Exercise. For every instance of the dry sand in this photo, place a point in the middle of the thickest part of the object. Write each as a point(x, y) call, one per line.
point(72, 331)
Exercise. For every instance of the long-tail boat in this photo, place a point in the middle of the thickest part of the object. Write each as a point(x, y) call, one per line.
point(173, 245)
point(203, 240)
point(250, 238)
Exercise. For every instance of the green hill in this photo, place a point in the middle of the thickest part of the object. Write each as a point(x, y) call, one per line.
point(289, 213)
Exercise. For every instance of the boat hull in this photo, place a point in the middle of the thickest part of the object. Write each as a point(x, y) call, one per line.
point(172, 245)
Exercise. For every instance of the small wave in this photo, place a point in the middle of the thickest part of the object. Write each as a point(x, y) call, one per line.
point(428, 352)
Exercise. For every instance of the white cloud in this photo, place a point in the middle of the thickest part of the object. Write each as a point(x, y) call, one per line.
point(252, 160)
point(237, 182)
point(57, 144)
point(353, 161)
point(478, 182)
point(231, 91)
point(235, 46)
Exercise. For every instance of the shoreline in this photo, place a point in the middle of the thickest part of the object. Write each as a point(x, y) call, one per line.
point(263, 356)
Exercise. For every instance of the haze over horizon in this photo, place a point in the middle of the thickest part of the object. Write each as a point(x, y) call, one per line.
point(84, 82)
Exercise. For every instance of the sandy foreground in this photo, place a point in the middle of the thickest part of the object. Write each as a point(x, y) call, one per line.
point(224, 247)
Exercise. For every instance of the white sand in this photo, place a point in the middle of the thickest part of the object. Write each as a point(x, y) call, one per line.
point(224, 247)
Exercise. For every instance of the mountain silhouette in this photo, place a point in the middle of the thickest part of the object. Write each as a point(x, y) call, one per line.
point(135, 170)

[Instructions to follow]: Rewrite all of the lines above, substituting "widest part" for "thickest part" wherever it occurs and leaving everything else unchanged.

[Final result]:
Exercise. For every instance of the dry sand in this photo, place a point in the middle of the widest part of the object. Write each as a point(x, y) call, one per line.
point(72, 331)
Exercise. For every instance of the long-tail boat in this photo, place a point in the middle of the widest part of the object. Write each as a point(x, y) call, one per line.
point(173, 245)
point(203, 240)
point(250, 238)
Exercise. For every instance of the green hill in this photo, place a point in the middle of the widest part of the object. Write each as a point(x, y) call, one per line.
point(289, 213)
Exercise. For every instance of the boat hull in this photo, place a point in the middle of the widest part of the object. Write each as a point(x, y) call, one per line.
point(172, 245)
Exercise. For every instance of the small wave in this photo, place a point in the middle of the widest part of the object. Write each as a point(x, y) call, one per line.
point(428, 352)
Exercise. For every instance of the white cloud in this photo, place a point in the middle of the widest part of the object. Write each as a point(x, y) call, one per line.
point(252, 160)
point(237, 182)
point(57, 144)
point(353, 161)
point(478, 182)
point(231, 91)
point(235, 46)
Exercise. For every instance of the shoreline in this photo, place a point in the middle of the widest part of the object. Write each as a point(x, y) call, one per line.
point(263, 356)
Exercise. For every instance of the haze over horizon in this photo, place a point in the middle of the widest part of the object. Write each as a point(x, y) call, one per line.
point(84, 82)
Exercise. For every instance of the sandy foreground in this photo, place a point in the middle of the widest part of the object. Write each as a point(x, y) call, one per line.
point(224, 247)
Exercise. For every instance of the white sand in this photo, place a point in the middle of the widest part of the object. Write each as a point(x, y) call, one per line.
point(224, 247)
Exercise. For every instance of the mountain silhouette in this photo, place a point in the middle of the widest part of the object. Write each as a point(x, y) call, one per line.
point(135, 170)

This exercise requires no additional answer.